## WHAT YOU HAVE TO DO
Reproduce all of the material below line for line, changing nothing.

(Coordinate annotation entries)
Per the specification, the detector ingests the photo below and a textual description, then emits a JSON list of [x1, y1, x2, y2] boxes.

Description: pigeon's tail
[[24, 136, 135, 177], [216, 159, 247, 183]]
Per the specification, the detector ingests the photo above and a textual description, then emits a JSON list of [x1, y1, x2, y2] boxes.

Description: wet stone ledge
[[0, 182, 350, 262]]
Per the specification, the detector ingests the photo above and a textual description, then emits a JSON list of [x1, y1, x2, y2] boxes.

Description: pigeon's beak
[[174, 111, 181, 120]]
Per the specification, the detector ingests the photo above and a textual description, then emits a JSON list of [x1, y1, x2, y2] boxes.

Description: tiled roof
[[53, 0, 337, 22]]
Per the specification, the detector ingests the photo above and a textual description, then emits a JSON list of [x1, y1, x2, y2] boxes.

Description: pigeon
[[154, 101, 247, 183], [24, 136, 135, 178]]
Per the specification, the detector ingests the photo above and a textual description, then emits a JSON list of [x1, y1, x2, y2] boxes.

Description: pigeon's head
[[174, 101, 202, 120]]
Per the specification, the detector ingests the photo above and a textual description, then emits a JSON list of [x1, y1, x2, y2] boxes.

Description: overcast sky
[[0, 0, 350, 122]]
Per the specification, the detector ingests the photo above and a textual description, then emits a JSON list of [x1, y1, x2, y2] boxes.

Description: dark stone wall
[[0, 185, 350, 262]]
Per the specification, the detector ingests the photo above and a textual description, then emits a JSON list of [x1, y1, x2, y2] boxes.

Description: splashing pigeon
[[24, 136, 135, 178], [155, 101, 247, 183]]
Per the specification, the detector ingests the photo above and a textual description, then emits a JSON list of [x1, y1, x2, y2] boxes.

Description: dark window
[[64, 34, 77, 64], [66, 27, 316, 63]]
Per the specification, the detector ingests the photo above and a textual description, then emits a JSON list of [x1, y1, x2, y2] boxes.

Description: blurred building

## REPLY TO THE TASK
Per the specification, the detector ingests the photo below and a textual description, then emits a JSON list of [x1, y1, x2, y2] boxes.

Description: pigeon's tail
[[24, 136, 135, 177], [216, 159, 247, 183]]
Per the specification, the detector ingests the photo above and a textual description, then emits a JSON list of [x1, y1, x2, y2] boxes.

Description: wet stone ledge
[[0, 182, 350, 262]]
Per the specification, the detector ingests the photo above and a textual description, then emits a JSON list of [x1, y1, x2, y2] boxes.

Description: pigeon's beak
[[174, 111, 181, 120]]
Per the specification, the detector ingests the photo above and a textual description, then emits a JSON list of [x1, y1, x2, y2] boxes.

Description: tiled roof
[[53, 0, 337, 22]]
Per the specification, the detector ingests the photo above and a textual description, then emits a JSON list of [x1, y1, x2, y2] boxes.

Description: pigeon
[[154, 101, 247, 183], [24, 136, 135, 178]]
Per the specification, the detector ingests the photo above and a textual description, then emits a JSON list of [x1, y1, x2, y2] boxes.

Description: pigeon's head
[[174, 101, 202, 120]]
Per the specification, the detector ingests the photo above and a textual description, then emits a JSON list of [x1, y1, x2, y2] boxes.

Description: overcast sky
[[0, 0, 350, 122]]
Per the specification, the detector ingests the photo above and a textual description, then emits a JSON list of [x1, y1, x2, y2] boxes.

Description: dark stone wall
[[0, 185, 350, 262]]
Per the specification, the detector ingests the photo above and a textual description, then emits a JSON list of [x1, y1, x2, y2] boxes.

Description: splashing pigeon
[[24, 136, 135, 178], [155, 101, 247, 183]]
Per the specification, the detector ingests the photo above and a textual description, then emits a JSON list of [x1, y1, x2, y2] boxes.

Description: dark window
[[64, 34, 77, 64], [66, 27, 316, 63]]
Per the specification, the detector ingests the photo above and a textual description, then emits a JSON list of [x1, y1, x2, y2] boxes.

Description: blurred building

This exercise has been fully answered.